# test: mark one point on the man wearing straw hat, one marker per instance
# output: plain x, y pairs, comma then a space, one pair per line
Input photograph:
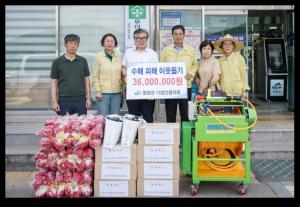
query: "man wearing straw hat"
233, 77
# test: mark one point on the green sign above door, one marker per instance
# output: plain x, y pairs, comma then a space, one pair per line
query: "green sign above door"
137, 12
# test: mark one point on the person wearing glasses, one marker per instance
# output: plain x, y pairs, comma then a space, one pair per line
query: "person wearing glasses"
70, 84
139, 54
180, 52
107, 77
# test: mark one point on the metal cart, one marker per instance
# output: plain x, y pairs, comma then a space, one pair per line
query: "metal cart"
216, 130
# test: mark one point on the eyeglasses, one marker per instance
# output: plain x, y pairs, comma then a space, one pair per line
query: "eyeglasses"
228, 44
141, 38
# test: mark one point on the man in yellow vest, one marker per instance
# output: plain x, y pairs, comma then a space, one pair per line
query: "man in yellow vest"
180, 52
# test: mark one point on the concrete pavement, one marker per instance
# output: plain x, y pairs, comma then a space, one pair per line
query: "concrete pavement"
273, 139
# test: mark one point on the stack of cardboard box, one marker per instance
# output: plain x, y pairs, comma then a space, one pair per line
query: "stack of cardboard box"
115, 171
158, 160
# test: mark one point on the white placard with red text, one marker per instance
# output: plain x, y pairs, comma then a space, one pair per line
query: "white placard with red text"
156, 81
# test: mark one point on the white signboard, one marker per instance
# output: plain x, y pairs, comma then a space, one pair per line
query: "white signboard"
276, 87
136, 16
156, 81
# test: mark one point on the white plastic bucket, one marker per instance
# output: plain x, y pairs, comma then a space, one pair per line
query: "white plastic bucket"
131, 124
112, 130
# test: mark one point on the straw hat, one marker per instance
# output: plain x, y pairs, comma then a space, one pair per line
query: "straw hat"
238, 45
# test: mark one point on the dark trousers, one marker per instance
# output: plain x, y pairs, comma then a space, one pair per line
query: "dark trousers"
171, 108
72, 107
143, 108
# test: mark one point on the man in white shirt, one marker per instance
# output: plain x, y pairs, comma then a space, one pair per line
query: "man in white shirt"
141, 53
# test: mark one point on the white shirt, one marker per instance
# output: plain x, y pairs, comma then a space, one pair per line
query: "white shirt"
132, 55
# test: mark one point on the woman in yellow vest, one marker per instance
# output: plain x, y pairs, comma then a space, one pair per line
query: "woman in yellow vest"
107, 78
209, 69
233, 77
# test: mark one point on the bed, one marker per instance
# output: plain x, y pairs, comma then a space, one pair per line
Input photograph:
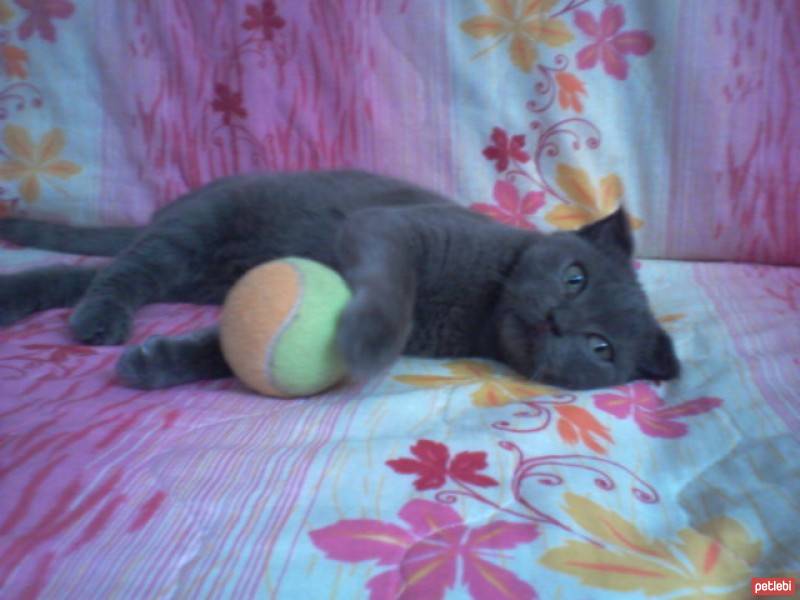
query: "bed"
440, 478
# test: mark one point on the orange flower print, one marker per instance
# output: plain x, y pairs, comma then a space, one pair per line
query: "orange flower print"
578, 424
31, 162
714, 560
14, 61
493, 388
525, 22
570, 89
589, 203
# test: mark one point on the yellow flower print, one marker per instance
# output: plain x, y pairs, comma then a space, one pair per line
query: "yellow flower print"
30, 162
589, 203
713, 561
525, 22
494, 389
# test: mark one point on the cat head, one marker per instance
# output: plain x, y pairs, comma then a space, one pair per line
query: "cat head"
572, 313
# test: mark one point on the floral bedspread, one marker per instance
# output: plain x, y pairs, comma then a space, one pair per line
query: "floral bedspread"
439, 479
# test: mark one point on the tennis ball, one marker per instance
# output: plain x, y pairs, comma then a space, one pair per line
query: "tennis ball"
278, 327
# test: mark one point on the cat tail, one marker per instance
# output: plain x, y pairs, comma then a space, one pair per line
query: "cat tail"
91, 241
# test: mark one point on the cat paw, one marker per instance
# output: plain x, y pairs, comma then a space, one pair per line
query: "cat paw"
100, 322
143, 366
14, 305
370, 336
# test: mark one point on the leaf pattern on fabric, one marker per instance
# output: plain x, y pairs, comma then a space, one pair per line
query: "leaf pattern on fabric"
650, 412
510, 208
590, 203
527, 24
31, 162
425, 558
610, 45
40, 16
631, 561
578, 424
433, 466
495, 388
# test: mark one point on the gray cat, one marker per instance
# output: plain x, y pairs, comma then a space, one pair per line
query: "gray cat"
429, 278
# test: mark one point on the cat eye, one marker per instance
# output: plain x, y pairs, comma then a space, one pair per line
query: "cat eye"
601, 347
574, 279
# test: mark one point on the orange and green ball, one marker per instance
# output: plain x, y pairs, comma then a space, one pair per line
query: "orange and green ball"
278, 327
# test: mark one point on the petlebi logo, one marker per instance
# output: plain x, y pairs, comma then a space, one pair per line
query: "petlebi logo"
773, 586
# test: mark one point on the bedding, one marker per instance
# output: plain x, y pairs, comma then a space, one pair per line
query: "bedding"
440, 478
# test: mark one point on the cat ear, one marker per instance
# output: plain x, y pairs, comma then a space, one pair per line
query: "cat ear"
613, 233
660, 363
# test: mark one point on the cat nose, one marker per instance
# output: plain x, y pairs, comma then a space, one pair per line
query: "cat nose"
556, 320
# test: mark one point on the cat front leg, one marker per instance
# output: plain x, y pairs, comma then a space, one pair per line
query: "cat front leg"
143, 273
376, 257
164, 361
27, 292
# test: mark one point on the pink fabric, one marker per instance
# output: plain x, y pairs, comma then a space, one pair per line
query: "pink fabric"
439, 478
315, 95
735, 185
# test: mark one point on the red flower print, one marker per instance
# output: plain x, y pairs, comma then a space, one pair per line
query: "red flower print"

______________________________

[TO DO]:
Please return the lines above exactly, with the pictures omitted.

[REPLY TO THE EXERCISE]:
# test: mark one point on the man wearing straw hat, one marker per instance
# output: plain x, y pairs, comma then a space, one pair per line
Input photograph:
query: "man wearing straw hat"
233, 77
# test: mark one point on the green sign above door, one marker per instance
# output: plain x, y pairs, comma then a space, one pair per line
query: "green sign above door"
137, 12
# test: mark one point on the person wearing glasses, one marker per instance
# output: plain x, y pairs, comma then a space, one pair per line
query: "person wearing glasses"
70, 84
139, 54
180, 52
107, 77
# test: mark one point on the metal cart, one marker per instance
# output: plain x, y pairs, comma then a space, one pair per line
query: "metal cart"
216, 130
# test: mark one point on the eyeglasses, one marker per instance
# output: plain x, y pairs, comma then a space, one pair per line
query: "eyeglasses"
228, 44
141, 38
# test: mark one point on the man in yellow vest, one marker per instance
# output: plain x, y pairs, comma then a space, one pair per line
query: "man in yellow vest"
180, 52
# test: mark one point on the concrete pavement, one marker per instance
# output: plain x, y pairs, comma then a space, one pair per line
query: "concrete pavement"
273, 139
# test: mark one point on the stack of cardboard box, one marker per instance
# output: plain x, y pairs, comma then a space, one pair per line
query: "stack of cardboard box"
115, 171
158, 160
# test: mark one point on the white placard with red text, one marker per instance
# output: plain x, y pairs, comma then a space, one pair per line
query: "white placard with red text"
156, 81
# test: mark one point on the white signboard, one marker per instance
# output: plain x, y pairs, comma then a space, one pair per line
query: "white signboard"
276, 87
136, 16
156, 81
# test: mark one point on the white plastic bucket, one marker per instance
# output: plain x, y pairs, comma then a space, one pair per line
query: "white plastic bucket"
131, 124
112, 130
# test: mark one point on the straw hat, one marker per instance
# output: plain x, y pairs, comma then a space, one pair per line
query: "straw hat"
238, 45
# test: mark one point on the dark trousers, one marker per instance
# output: plain x, y pairs, comma then a space, one pair per line
query: "dark trousers"
171, 108
72, 107
143, 108
# test: mark one point on the man in white shirt, one marker per instance
# output: plain x, y pairs, comma then a space, one pair per line
query: "man in white shirt"
141, 53
# test: mark one point on the white shirt, one marker per instance
# output: plain x, y pairs, comma then a space, one pair per line
query: "white shirt"
132, 55
# test: mark one point on the woman in yellow vest, one marker per instance
# output: plain x, y pairs, comma then a space, one pair per line
query: "woman in yellow vest"
107, 78
209, 69
233, 77
# test: mark one point on the bed, one marker per instance
# output: plain x, y pairs, comma then a space, one pair per line
Input photograph:
query: "bed"
440, 478
# test: mark one point on the orange flower print, one marker per instance
# output: plain x, y pairs, comma then a space, one pair per line
query: "orange flower print"
578, 424
31, 162
714, 560
14, 61
493, 388
525, 22
570, 89
589, 203
# test: mark one point on the yellow flower print, one marker per instance
# output: plain x, y pairs, comma then a space, one pair per line
query: "yellow flower print"
30, 162
589, 203
713, 561
525, 22
494, 389
# test: mark one point on the cat head, one marker per instance
# output: plain x, y pairs, comma then a space, one pair per line
query: "cat head"
572, 313
# test: mark one point on the floral bedspread, one marker per instance
# output: plain x, y pairs, comma then a space, one pair per line
query: "floral bedspread"
439, 479
# test: mark one point on the tennis ball, one marker per instance
# output: plain x, y pairs, comma then a space, one pair per line
query: "tennis ball"
278, 327
# test: mark one point on the cat tail, one marker per instance
# output: plain x, y pairs, comma then a space, one pair per line
query: "cat tail"
91, 241
# test: mark one point on the cat paw, one marker per instance
# output: plain x, y pairs, comma then a space, one pair per line
query: "cat paw"
100, 322
143, 366
14, 305
370, 336
# test: mark one point on the leaf pattern on fabric, one marker per instance
# output: plain x, y pairs, comma then a space, one pair per line
query: "leaf pattern on fabric"
650, 412
510, 208
590, 203
527, 24
31, 162
425, 558
610, 45
40, 16
631, 561
578, 424
433, 466
495, 388
# test: mark one point on the gray cat, one marker per instance
# output: plain x, y pairs, comma then a space, one pair per line
query: "gray cat"
429, 278
# test: mark one point on the cat eye, one marker per instance
# output: plain x, y pairs, comma then a space, one pair per line
query: "cat eye"
601, 347
574, 279
# test: mark one point on the orange and green ball, one marker per instance
# output: plain x, y pairs, comma then a space, one pair per line
query: "orange and green ball"
278, 327
# test: mark one point on the petlebi logo, one marker per instance
# output: plain x, y pairs, comma then a space, one pair per line
query: "petlebi logo"
773, 586
# test: mark one point on the bedding, one marker per instance
# output: plain x, y pairs, comma then a space, one pair per line
query: "bedding"
440, 478
# test: mark one point on the cat ear, one marker per instance
# output: plain x, y pairs, comma then a space, one pair per line
query: "cat ear"
613, 233
660, 363
# test: mark one point on the cat nose, one marker per instance
# output: plain x, y pairs, comma then a space, one pair per line
query: "cat nose"
556, 320
# test: mark one point on the cat front leg, one marker per instance
# output: plain x, y pairs, comma then a space, one pair per line
query: "cat front leg"
143, 273
376, 257
164, 361
27, 292
# test: mark one point on the pink fabric, one marker per instance
# output: plain x, y pairs, comma then a space, one pair per line
query: "pink fabric"
439, 478
315, 95
735, 185
# test: mark one point on the red flower print, one marker per instance
# output: plain x, y pairs, comma then a space, one pair per line
query: "red flower print"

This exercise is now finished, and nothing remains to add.